Task brief
In the entries below, find the line with "# point at: white flower in", then set it down exactly along with each line after it to the end, skipping any pictures.

+++ Source material

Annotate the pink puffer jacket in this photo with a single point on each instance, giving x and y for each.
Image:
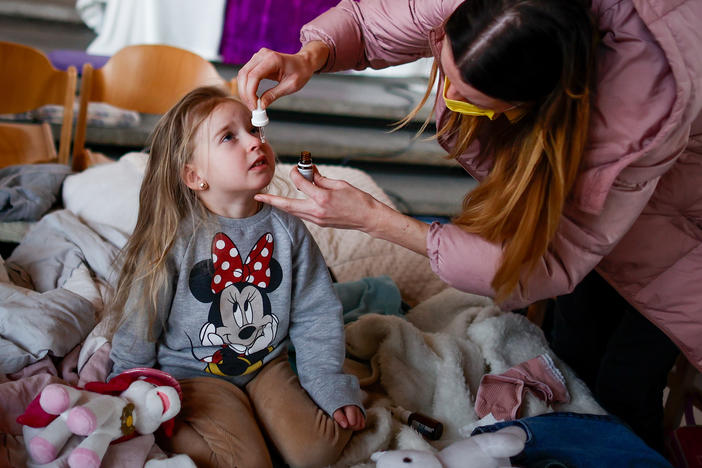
(636, 210)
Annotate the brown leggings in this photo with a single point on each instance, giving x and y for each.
(219, 425)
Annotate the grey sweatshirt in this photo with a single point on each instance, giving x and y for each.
(240, 289)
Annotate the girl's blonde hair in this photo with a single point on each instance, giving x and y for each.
(497, 45)
(164, 201)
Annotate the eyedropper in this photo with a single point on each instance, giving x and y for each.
(259, 119)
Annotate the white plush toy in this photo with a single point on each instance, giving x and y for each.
(487, 450)
(135, 402)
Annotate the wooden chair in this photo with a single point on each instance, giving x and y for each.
(143, 78)
(27, 82)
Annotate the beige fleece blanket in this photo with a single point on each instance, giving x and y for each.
(432, 363)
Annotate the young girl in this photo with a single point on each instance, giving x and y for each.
(213, 284)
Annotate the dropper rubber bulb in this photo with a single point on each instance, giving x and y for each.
(259, 119)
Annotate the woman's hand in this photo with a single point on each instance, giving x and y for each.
(291, 71)
(338, 204)
(350, 417)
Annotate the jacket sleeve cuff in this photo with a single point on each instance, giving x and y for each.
(463, 260)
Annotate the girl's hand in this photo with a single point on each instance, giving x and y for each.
(350, 417)
(291, 71)
(330, 203)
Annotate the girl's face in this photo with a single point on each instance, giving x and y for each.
(229, 156)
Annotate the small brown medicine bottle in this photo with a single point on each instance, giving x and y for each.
(428, 427)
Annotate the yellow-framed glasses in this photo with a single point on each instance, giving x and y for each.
(463, 107)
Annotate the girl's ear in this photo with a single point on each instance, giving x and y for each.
(190, 177)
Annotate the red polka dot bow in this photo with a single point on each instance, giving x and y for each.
(228, 266)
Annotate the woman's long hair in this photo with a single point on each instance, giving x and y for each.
(164, 201)
(539, 53)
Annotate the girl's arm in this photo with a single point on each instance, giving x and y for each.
(131, 344)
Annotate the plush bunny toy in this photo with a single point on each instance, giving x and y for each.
(137, 401)
(488, 450)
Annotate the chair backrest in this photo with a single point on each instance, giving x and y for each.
(27, 82)
(143, 78)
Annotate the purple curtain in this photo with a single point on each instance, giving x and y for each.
(252, 24)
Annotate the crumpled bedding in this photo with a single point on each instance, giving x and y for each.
(432, 362)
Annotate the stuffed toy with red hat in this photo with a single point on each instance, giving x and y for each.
(137, 401)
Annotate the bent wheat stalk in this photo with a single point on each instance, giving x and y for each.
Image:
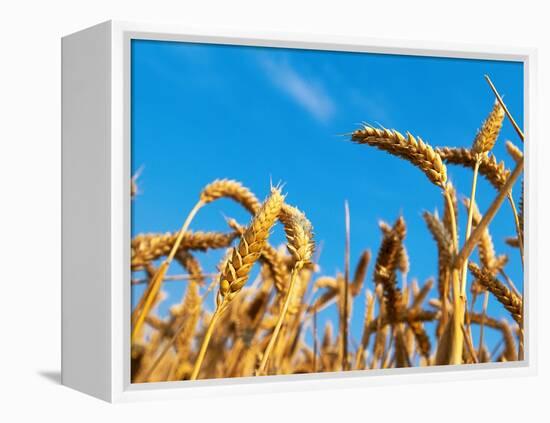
(300, 245)
(215, 190)
(237, 269)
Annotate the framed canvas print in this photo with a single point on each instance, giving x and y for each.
(256, 212)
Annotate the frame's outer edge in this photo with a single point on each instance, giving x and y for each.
(86, 211)
(118, 228)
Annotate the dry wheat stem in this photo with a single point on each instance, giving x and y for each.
(499, 98)
(469, 228)
(507, 298)
(237, 267)
(156, 282)
(345, 292)
(488, 216)
(299, 236)
(482, 323)
(415, 150)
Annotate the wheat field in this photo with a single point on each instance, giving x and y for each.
(269, 299)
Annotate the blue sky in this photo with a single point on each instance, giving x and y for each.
(202, 112)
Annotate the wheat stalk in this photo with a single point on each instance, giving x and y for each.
(300, 244)
(412, 149)
(386, 264)
(238, 266)
(507, 298)
(146, 248)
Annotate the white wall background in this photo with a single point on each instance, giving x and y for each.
(30, 206)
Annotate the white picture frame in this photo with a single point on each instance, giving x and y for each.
(96, 206)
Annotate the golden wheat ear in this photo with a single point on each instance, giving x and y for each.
(237, 267)
(413, 149)
(300, 244)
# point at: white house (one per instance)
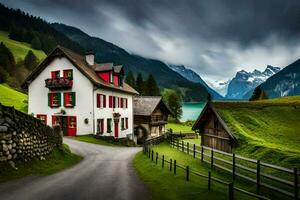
(82, 96)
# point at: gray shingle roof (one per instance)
(145, 105)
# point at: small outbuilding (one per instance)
(213, 130)
(150, 117)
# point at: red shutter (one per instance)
(104, 101)
(53, 120)
(110, 101)
(98, 100)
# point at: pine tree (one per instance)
(30, 61)
(7, 60)
(151, 88)
(139, 84)
(174, 102)
(36, 43)
(130, 80)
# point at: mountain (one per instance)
(242, 85)
(194, 77)
(284, 83)
(219, 86)
(108, 52)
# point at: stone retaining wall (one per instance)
(24, 137)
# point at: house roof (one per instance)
(78, 61)
(207, 106)
(145, 105)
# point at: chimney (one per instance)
(89, 57)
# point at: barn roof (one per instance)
(209, 105)
(145, 105)
(78, 61)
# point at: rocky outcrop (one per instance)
(24, 137)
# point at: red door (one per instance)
(72, 126)
(116, 129)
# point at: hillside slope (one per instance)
(267, 129)
(19, 49)
(284, 83)
(11, 97)
(108, 52)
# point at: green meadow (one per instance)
(19, 49)
(11, 97)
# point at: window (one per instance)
(54, 99)
(43, 118)
(109, 125)
(55, 74)
(69, 99)
(100, 126)
(68, 73)
(126, 123)
(111, 77)
(110, 101)
(123, 124)
(101, 101)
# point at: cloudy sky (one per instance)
(216, 38)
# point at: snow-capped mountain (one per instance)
(194, 77)
(241, 86)
(219, 86)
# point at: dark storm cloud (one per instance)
(214, 37)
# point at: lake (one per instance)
(191, 111)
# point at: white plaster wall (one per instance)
(104, 113)
(38, 96)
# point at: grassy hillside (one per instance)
(267, 129)
(11, 97)
(19, 49)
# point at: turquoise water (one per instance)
(191, 111)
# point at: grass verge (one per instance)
(164, 184)
(56, 161)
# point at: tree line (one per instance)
(14, 73)
(149, 87)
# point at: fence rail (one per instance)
(282, 180)
(173, 167)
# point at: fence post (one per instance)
(174, 166)
(152, 154)
(230, 191)
(296, 189)
(187, 173)
(258, 177)
(209, 180)
(202, 151)
(194, 153)
(212, 159)
(233, 166)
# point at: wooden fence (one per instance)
(264, 175)
(173, 166)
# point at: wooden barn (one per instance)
(213, 130)
(150, 117)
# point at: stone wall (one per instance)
(24, 137)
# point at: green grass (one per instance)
(164, 184)
(56, 161)
(179, 127)
(267, 130)
(11, 97)
(90, 139)
(19, 49)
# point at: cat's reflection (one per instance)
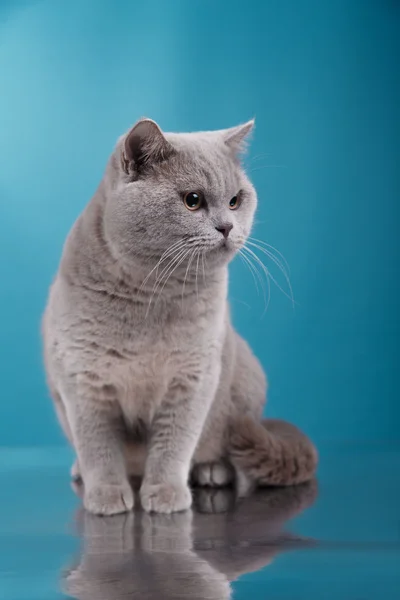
(195, 554)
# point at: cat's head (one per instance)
(176, 193)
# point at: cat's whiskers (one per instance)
(202, 261)
(267, 273)
(197, 272)
(179, 253)
(177, 262)
(187, 272)
(271, 249)
(170, 250)
(277, 262)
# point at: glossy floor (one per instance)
(339, 538)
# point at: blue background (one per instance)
(321, 78)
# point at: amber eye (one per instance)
(193, 200)
(234, 203)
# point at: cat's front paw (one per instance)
(165, 497)
(108, 499)
(215, 474)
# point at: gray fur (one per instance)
(142, 361)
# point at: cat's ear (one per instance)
(144, 145)
(237, 138)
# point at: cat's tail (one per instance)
(270, 453)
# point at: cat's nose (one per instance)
(225, 229)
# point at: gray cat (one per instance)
(147, 374)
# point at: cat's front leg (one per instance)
(96, 425)
(175, 433)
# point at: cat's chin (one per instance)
(223, 253)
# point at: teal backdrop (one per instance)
(322, 80)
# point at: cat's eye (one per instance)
(235, 202)
(193, 200)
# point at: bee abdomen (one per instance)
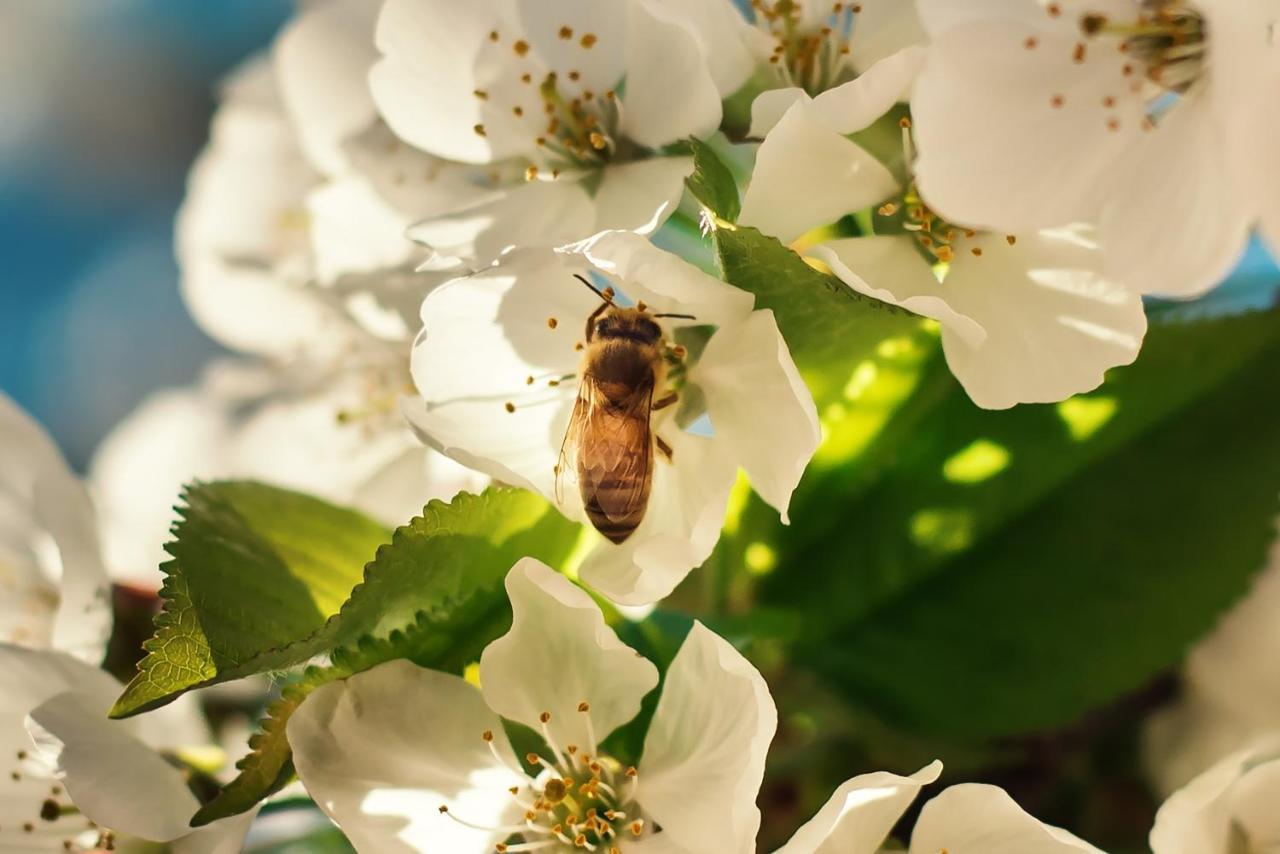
(615, 508)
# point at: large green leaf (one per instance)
(999, 572)
(247, 590)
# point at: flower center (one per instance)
(812, 59)
(1168, 41)
(580, 799)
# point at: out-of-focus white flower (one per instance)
(411, 759)
(1232, 689)
(539, 83)
(332, 433)
(499, 368)
(1153, 119)
(796, 46)
(53, 584)
(1025, 318)
(77, 781)
(1228, 809)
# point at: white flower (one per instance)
(1228, 809)
(1153, 119)
(53, 585)
(539, 83)
(796, 45)
(499, 365)
(411, 759)
(76, 780)
(1025, 318)
(1230, 688)
(333, 434)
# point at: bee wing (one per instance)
(566, 467)
(616, 450)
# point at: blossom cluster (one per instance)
(434, 233)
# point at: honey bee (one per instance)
(608, 446)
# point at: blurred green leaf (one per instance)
(991, 574)
(261, 578)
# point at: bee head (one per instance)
(630, 324)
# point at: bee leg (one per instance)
(664, 402)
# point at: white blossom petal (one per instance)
(664, 59)
(1173, 225)
(639, 196)
(150, 802)
(976, 818)
(808, 174)
(704, 752)
(483, 338)
(534, 214)
(561, 653)
(859, 816)
(883, 28)
(731, 45)
(599, 62)
(1013, 137)
(663, 281)
(759, 406)
(435, 55)
(688, 502)
(383, 750)
(51, 572)
(1054, 325)
(890, 269)
(321, 60)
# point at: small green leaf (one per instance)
(254, 567)
(1004, 572)
(435, 558)
(712, 182)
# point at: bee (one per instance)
(609, 443)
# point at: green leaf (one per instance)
(433, 596)
(1002, 572)
(254, 567)
(227, 589)
(712, 182)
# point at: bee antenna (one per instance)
(595, 290)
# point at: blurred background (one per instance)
(104, 104)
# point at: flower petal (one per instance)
(860, 814)
(890, 269)
(990, 112)
(383, 750)
(688, 502)
(150, 802)
(759, 406)
(483, 338)
(561, 653)
(663, 281)
(597, 45)
(27, 679)
(640, 196)
(731, 45)
(858, 104)
(48, 523)
(664, 58)
(708, 738)
(534, 214)
(321, 62)
(1054, 324)
(1173, 225)
(808, 174)
(976, 818)
(435, 56)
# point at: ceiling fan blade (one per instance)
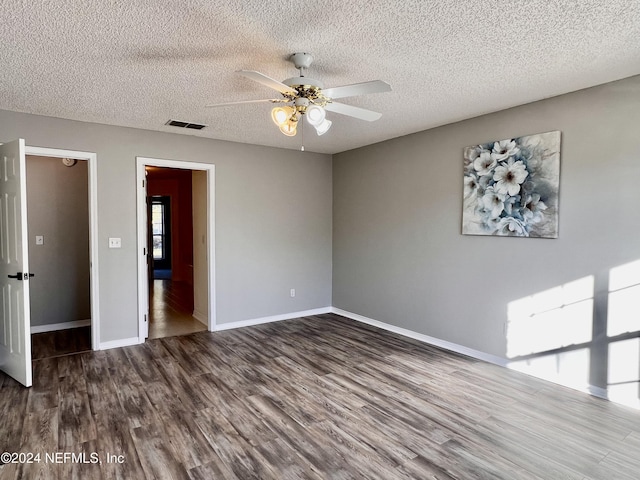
(374, 86)
(265, 100)
(351, 111)
(267, 81)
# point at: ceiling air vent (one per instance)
(178, 123)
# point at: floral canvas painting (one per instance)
(511, 187)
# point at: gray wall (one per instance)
(399, 256)
(273, 217)
(58, 209)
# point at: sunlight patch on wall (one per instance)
(567, 368)
(624, 362)
(551, 319)
(624, 299)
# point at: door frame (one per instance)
(92, 164)
(141, 203)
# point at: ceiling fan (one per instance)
(304, 96)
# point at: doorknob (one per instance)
(22, 276)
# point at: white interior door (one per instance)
(15, 336)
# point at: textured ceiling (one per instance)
(139, 63)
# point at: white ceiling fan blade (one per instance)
(267, 81)
(374, 86)
(265, 100)
(351, 111)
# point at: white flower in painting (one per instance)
(493, 202)
(504, 149)
(513, 227)
(532, 208)
(484, 163)
(509, 176)
(470, 186)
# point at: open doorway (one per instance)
(170, 244)
(59, 255)
(175, 262)
(63, 250)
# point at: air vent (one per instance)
(178, 123)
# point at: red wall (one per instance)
(176, 183)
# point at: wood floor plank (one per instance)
(155, 454)
(44, 392)
(316, 397)
(76, 425)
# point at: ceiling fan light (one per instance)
(324, 127)
(281, 115)
(289, 128)
(315, 115)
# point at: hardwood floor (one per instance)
(171, 309)
(319, 398)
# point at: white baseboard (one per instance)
(123, 342)
(274, 318)
(454, 347)
(52, 327)
(478, 355)
(201, 317)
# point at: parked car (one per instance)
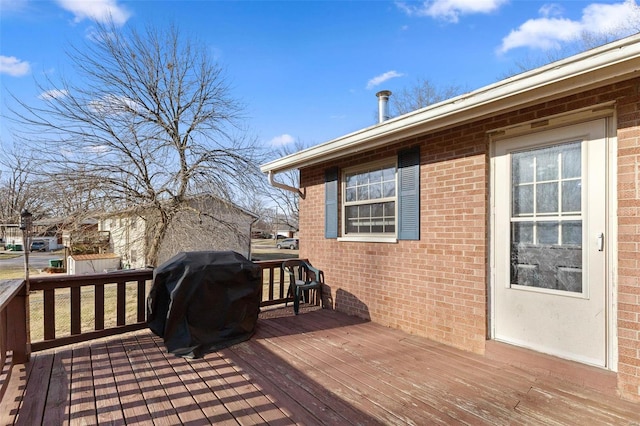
(290, 243)
(38, 246)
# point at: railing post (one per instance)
(18, 339)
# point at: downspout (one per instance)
(250, 237)
(272, 182)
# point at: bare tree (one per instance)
(147, 121)
(419, 95)
(18, 189)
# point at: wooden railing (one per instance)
(14, 343)
(66, 309)
(49, 291)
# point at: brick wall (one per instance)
(437, 287)
(629, 243)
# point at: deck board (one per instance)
(320, 367)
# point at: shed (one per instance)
(93, 263)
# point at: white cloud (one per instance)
(14, 66)
(281, 140)
(551, 30)
(53, 94)
(450, 10)
(376, 81)
(99, 10)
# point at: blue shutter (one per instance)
(331, 203)
(409, 194)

++++++

Task solution
# point at: white flower in painting (one per instance)
(493, 202)
(504, 149)
(513, 227)
(532, 208)
(484, 163)
(509, 176)
(470, 186)
# point at: open doorway (one per instance)
(170, 244)
(59, 255)
(175, 262)
(63, 250)
# point at: air vent (one per instance)
(178, 123)
# point at: red wall (one per instance)
(176, 183)
# point at: wood floor plank (one per instance)
(155, 454)
(44, 392)
(316, 397)
(76, 425)
# point at: ceiling fan light (one per instance)
(324, 127)
(281, 115)
(289, 128)
(315, 115)
# point at: hardwood floor (one per instance)
(171, 309)
(319, 398)
# point at: white baseboard (one per instance)
(123, 342)
(274, 318)
(454, 347)
(52, 327)
(478, 355)
(201, 317)
# point at: parked car (one per instance)
(290, 243)
(38, 246)
# point at: railing post (one per instance)
(18, 339)
# point at: downspout (one per instance)
(250, 237)
(272, 182)
# point at: bare tree (one per instance)
(147, 121)
(419, 95)
(18, 189)
# point at: wooden railing (one per instance)
(14, 343)
(66, 309)
(49, 291)
# point at: brick wall (one per instance)
(437, 287)
(629, 243)
# point at: deck board (one per instance)
(320, 367)
# point at: shed (one per instance)
(93, 263)
# point at: white cloud (one per instance)
(14, 66)
(281, 140)
(551, 30)
(53, 94)
(450, 10)
(376, 81)
(99, 10)
# point at: blue shutter (one per instance)
(331, 203)
(409, 194)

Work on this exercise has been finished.